— WHAT YOU ARE ASKED TO DO —
When you reach the line containing "Would you mind annotating the face" in the data below, reproduce it and every line that follows, exactly and without additions.

══════════

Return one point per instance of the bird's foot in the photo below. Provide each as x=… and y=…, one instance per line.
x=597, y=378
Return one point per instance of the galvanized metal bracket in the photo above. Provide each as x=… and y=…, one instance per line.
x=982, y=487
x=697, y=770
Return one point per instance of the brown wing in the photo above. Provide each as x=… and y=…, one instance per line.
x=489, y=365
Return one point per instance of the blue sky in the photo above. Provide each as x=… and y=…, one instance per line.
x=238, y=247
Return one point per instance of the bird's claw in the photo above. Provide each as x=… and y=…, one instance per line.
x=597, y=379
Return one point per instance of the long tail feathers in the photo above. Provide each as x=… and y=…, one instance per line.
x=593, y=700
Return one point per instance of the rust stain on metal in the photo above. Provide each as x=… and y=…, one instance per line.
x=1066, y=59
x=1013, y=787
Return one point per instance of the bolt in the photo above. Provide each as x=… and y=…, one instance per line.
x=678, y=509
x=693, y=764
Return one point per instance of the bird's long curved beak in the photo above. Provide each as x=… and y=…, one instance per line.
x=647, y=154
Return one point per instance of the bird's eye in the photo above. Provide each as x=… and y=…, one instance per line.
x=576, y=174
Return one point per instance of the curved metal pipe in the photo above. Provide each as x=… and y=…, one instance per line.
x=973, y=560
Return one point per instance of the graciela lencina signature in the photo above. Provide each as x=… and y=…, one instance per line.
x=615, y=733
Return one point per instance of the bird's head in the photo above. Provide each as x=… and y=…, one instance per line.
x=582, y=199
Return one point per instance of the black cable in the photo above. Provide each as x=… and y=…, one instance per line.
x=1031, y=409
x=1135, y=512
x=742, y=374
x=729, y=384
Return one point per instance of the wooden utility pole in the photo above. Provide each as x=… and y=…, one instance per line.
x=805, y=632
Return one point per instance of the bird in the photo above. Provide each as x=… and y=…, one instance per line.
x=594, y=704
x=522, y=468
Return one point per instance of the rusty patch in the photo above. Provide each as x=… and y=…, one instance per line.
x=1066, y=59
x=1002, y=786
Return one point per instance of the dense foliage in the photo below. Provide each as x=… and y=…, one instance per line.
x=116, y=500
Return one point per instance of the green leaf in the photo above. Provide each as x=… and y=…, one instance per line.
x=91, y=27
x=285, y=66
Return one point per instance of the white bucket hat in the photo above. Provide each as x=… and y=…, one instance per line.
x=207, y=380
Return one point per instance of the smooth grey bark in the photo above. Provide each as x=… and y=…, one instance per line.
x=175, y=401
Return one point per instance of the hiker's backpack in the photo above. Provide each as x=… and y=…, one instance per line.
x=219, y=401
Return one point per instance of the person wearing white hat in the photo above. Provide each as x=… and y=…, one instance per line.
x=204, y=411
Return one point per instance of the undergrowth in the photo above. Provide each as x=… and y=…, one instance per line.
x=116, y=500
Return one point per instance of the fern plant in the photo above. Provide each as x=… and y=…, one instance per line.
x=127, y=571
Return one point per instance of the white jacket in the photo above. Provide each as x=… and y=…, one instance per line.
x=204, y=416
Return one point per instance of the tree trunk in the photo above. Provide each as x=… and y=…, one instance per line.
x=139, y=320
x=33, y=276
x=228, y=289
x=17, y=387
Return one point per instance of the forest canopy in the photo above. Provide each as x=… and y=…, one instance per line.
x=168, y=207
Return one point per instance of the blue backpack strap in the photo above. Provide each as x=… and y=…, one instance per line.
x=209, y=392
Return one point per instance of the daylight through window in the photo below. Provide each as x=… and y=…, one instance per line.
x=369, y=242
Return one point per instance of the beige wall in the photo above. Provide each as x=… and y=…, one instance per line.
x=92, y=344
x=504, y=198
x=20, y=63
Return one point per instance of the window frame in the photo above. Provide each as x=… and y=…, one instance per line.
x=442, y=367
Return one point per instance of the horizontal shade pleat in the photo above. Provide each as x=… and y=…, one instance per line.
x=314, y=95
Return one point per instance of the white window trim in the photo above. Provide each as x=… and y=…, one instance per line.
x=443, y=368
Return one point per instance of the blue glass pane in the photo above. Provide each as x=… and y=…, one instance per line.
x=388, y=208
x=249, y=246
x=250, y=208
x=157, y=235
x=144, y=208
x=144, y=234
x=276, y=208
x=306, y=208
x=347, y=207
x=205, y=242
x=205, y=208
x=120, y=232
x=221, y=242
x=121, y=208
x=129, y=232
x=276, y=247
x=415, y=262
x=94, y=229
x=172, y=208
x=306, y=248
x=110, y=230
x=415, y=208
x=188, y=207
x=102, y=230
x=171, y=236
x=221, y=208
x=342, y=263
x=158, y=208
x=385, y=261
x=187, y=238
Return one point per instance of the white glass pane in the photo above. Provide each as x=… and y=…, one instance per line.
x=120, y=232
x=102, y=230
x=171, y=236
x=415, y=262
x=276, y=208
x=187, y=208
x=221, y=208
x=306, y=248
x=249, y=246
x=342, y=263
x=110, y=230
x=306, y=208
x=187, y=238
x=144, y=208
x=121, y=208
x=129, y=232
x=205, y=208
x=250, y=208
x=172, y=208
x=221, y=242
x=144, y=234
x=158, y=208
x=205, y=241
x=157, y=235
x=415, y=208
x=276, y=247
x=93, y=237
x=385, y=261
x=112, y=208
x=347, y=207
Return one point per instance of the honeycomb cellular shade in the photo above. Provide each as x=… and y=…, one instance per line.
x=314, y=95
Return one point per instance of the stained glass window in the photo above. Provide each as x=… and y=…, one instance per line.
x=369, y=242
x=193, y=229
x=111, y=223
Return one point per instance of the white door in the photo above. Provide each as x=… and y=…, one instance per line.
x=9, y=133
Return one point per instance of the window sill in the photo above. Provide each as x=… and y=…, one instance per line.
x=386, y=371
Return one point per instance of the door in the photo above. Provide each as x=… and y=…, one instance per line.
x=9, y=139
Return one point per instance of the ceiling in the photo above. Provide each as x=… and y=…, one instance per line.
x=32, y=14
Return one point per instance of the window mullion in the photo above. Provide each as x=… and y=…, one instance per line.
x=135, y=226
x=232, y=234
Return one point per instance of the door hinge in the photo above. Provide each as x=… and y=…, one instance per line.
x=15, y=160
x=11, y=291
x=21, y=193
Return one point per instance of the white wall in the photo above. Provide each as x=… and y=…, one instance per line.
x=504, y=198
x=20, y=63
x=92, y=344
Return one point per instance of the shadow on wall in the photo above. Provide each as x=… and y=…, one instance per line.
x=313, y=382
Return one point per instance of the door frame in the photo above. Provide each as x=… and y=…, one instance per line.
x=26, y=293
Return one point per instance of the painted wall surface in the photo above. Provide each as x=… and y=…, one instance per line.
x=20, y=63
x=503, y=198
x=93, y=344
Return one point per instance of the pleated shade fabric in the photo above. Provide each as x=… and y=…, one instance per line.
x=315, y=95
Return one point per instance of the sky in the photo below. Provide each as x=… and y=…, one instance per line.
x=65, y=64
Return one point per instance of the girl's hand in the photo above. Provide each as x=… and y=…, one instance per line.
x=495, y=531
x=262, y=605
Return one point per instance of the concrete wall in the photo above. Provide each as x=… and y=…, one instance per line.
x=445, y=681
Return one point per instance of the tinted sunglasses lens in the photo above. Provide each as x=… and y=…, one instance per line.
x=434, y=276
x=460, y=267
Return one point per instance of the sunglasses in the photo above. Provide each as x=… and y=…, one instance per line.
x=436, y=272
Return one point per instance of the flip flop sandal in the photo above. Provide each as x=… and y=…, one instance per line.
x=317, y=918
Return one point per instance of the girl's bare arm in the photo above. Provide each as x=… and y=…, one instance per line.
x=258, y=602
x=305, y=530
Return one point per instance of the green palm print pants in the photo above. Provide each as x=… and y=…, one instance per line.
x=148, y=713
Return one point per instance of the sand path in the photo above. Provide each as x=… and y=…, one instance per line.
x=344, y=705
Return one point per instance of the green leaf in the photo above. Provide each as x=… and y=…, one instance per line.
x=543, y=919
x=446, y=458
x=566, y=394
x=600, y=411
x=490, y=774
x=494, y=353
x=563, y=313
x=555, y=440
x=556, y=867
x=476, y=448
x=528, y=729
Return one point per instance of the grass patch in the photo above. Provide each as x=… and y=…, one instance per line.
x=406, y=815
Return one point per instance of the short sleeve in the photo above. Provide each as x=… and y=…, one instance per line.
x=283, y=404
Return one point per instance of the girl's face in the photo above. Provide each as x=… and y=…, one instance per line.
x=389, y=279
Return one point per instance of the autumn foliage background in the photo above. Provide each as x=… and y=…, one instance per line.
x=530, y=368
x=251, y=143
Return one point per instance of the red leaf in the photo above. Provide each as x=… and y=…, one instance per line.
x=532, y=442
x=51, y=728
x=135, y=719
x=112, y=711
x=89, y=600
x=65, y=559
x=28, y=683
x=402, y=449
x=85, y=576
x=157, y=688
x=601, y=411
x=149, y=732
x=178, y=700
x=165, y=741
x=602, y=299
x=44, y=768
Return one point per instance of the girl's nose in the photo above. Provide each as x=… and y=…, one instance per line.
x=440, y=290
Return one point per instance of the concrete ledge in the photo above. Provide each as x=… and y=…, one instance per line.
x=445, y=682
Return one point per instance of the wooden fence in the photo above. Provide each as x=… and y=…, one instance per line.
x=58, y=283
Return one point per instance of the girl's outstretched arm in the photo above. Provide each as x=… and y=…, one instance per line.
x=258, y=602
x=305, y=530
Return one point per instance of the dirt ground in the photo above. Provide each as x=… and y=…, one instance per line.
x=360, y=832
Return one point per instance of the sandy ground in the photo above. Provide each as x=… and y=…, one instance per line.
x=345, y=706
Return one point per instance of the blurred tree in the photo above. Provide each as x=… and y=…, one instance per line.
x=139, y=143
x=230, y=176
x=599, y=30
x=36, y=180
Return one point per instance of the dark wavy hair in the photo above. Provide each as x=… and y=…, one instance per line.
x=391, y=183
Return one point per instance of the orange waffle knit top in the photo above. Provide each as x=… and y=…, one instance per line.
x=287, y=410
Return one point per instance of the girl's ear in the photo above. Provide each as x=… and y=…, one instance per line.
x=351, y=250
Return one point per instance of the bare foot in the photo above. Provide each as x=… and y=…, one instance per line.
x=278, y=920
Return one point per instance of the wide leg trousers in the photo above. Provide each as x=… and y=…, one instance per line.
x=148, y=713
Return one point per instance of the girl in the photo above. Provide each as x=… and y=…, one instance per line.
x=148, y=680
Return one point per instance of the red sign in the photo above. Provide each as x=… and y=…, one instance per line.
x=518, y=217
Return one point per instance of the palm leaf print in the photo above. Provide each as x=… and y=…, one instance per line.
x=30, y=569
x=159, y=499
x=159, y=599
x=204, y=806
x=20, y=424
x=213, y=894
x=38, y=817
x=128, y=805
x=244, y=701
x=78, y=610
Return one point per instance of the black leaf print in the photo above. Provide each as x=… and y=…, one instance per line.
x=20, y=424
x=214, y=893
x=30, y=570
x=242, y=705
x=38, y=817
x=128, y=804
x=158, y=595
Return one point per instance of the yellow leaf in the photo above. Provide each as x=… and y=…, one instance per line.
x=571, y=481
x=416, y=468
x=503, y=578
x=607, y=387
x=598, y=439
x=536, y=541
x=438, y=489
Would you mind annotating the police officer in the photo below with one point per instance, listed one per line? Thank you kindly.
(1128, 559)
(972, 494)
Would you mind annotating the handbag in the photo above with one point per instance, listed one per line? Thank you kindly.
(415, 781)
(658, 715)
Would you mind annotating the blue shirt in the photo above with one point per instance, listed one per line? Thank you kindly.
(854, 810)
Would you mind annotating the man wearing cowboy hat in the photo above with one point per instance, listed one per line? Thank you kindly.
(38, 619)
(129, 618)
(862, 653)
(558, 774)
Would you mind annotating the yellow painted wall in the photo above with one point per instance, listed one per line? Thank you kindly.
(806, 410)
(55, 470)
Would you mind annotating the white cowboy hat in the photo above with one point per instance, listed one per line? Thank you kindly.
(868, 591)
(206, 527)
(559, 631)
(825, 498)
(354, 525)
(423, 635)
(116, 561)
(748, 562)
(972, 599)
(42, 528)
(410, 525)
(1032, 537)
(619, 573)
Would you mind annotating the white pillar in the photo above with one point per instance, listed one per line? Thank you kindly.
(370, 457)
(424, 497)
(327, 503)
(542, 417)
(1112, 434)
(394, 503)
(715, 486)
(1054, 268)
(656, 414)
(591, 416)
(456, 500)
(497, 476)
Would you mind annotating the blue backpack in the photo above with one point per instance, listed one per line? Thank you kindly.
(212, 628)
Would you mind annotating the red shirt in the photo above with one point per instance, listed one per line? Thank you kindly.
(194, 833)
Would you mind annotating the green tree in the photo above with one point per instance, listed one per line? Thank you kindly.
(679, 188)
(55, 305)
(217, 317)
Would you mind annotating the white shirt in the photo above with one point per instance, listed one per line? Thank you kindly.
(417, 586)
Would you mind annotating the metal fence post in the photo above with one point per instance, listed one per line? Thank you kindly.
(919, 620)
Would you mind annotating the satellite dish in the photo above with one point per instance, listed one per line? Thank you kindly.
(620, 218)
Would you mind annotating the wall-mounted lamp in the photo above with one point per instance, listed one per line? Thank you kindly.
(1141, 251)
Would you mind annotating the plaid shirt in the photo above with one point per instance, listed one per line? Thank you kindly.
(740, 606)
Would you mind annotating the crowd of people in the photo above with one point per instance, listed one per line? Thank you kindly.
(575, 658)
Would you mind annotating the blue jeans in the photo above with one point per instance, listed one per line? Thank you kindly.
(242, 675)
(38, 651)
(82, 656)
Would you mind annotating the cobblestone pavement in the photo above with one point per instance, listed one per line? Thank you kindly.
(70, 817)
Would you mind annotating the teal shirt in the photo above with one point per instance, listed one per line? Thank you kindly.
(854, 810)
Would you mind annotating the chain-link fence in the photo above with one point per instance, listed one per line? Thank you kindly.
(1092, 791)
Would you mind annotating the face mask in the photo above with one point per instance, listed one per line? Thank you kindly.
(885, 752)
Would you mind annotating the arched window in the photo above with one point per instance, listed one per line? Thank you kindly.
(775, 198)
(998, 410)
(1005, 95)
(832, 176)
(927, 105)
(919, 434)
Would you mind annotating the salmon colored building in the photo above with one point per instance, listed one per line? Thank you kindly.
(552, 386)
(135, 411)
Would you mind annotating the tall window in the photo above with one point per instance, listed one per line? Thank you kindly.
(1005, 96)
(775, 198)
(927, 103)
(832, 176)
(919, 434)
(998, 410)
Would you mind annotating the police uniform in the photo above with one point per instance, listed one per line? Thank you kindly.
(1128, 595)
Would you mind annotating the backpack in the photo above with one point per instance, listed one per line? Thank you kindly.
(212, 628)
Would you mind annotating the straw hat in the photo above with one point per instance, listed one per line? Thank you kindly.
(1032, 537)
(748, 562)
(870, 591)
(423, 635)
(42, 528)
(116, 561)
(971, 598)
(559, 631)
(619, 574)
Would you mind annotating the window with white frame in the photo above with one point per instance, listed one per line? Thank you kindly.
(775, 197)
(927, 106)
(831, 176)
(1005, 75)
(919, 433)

══════════

— EXERCISE RESPONSE —
Would you mind annotating the face mask in the photo above with one point per instance, listed one per line? Thank you kindly.
(885, 752)
Would you mind annotating the arched window in the photo above with one point per instance, listed one per line? Thank you kindly.
(775, 198)
(998, 410)
(1005, 95)
(832, 176)
(927, 105)
(919, 434)
Would you mind annotating the salmon colored building in the photo above with one point per instance, listed one per line? Thank you kindly.
(552, 386)
(135, 411)
Would you mind annotating the tall window in the photo above with one point per instance, listed one per line? Thank you kindly.
(1005, 96)
(775, 198)
(927, 103)
(832, 176)
(919, 434)
(998, 410)
Would you mind annotating the police uniform in the photo above with one point per instance, listed one per line? Thank you kindly.
(1128, 595)
Would you mind annotating the backpack in the photo above with one point per instance, listed one per line? Thank you kindly.
(212, 628)
Would you mind annotating the straw hat in the photo above with one point per instance, listed one per line? Thank you kindly.
(1032, 537)
(748, 562)
(870, 591)
(423, 635)
(42, 528)
(116, 561)
(971, 598)
(559, 631)
(619, 574)
Would you mind annotating the window with white frame in the photo above with one point per instance, listed one per line? Thank you kindly.
(775, 197)
(927, 106)
(831, 176)
(1005, 75)
(919, 433)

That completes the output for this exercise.